▶ Article
18 SaaS Product Marketing Examples for Driving Acquisition, Retention, and Expansion in 2026
SaaS product marketing has gotten more expensive as customer acquisition costs rise, with the median SaaS company now spending $2 for every $1 of new customer ARR it wins. The bottom quartile of companies spend even more at $2.82 in CAC per $1 of ARR gained. Retention and expansion stop being optional at these LTV:CAC ratios because high churn can quickly make your acquisition channels unsustainable. Davidson Otoru, General Partner at Nubia Capital, doesn’t mince words with the reality of what higher acquisition costs mean for the industry:
“Customer Acquisition Cost (CAC) isn’t just a marketing metric. It is a survival metric. Too many early-stage startups celebrate every new customer without realizing what it actually cost to win them. But if you spend $300 to get a customer, and they only bring in $200 over their lifetime, you’re not growing, you’re bleeding.”
This guide will give you a curated tour of 18 product marketing examples from successful SaaS companies, spanning the entire customer journey from acquisition and onboarding to retention and expansion.
SaaS product marketing examples that actually moved the metrics
Every example below shows you a company that executed a specific strategy successfully and explains why it worked so that you can put the same marketing strategies into practice for your own SaaS product.
1. Jet Admin: Welcome screens that drive users to the Aha! moment fast
A welcome screen is a prime opportunity for early segmentation, yet 33% of SaaS companies don’t even have one. Jet Admin’s welcome screen asks new users to name and describe the app they’re about to build, demonstrating the product’s value before the user has even clicked a single button.

From there, Jet Admin gives the user two paths for building their app, giving them a sense of control while still routing them toward the use case that best fits their actual needs.

▶ Exercise directions
Reproduce the passage of the SaaS marketing article above word for word, starting at "SaaS product marketing examples that" and ending at "a single button.".

▶ Recorded information
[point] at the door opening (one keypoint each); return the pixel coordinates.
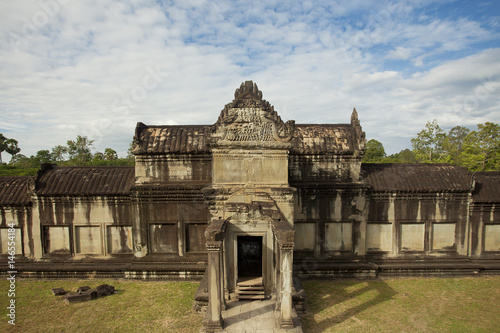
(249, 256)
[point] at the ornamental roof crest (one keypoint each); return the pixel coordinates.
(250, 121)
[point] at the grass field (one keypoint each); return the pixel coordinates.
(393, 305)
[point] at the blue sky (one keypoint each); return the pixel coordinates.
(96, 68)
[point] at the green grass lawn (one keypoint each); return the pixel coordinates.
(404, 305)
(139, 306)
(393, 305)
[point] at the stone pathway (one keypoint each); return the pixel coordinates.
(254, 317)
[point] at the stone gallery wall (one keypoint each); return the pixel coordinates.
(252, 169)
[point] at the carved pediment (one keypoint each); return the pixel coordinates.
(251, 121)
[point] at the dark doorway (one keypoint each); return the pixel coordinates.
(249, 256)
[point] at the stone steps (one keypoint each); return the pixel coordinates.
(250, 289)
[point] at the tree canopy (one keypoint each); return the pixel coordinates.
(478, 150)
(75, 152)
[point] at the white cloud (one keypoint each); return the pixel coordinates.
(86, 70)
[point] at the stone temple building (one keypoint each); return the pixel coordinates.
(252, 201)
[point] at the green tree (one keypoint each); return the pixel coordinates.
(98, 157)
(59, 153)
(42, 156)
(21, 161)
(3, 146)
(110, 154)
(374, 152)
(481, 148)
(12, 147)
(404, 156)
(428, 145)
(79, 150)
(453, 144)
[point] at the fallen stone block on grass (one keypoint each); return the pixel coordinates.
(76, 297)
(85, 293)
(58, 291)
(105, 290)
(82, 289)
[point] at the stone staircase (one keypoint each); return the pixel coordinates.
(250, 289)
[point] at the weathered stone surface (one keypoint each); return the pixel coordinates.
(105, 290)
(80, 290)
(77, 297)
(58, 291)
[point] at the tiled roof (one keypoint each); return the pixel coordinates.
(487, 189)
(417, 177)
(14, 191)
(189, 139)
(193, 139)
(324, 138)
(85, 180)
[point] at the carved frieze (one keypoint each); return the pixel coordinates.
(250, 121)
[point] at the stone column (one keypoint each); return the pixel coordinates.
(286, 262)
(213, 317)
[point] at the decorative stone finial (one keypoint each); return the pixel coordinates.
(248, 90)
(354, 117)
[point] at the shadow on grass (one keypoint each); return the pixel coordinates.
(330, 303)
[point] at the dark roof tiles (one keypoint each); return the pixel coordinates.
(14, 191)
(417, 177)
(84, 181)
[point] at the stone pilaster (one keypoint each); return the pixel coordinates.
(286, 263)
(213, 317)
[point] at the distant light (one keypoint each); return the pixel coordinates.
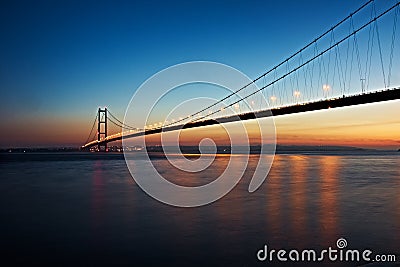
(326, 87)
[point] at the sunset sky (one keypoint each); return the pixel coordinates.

==

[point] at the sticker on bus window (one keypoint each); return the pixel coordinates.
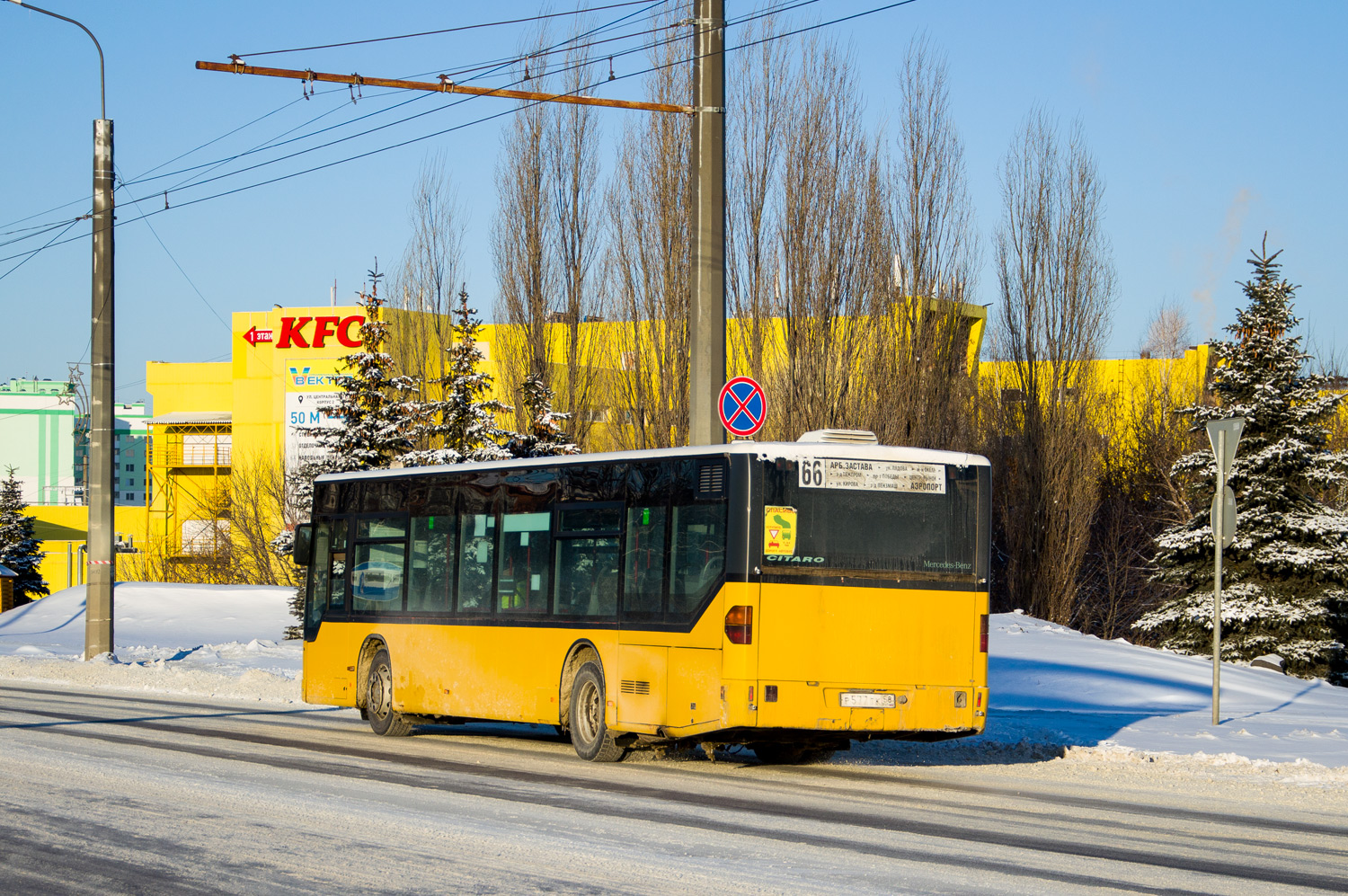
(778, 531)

---

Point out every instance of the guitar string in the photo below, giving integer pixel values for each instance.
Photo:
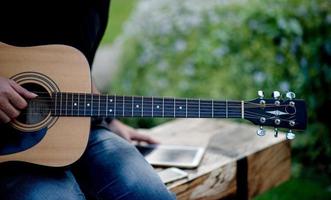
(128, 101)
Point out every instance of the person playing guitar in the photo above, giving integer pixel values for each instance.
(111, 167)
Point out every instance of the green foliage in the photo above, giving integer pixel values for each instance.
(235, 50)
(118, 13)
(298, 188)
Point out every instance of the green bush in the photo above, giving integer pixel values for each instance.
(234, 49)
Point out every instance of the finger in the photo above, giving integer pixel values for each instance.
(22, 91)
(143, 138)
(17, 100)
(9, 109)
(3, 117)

▶ Answer
SaaS product marketing examples that actually moved the metrics
Every example below shows you a company that executed a specific strategy successfully and explains why it worked so that you can put the same marketing strategies into practice for your own SaaS product.
1. Jet Admin: Welcome screens that drive users to the Aha! moment fast
A welcome screen is a prime opportunity for early segmentation, yet 33% of SaaS companies don’t even have one. Jet Admin’s welcome screen asks new users to name and describe the app they’re about to build, demonstrating the product’s value before the user has even clicked a single button.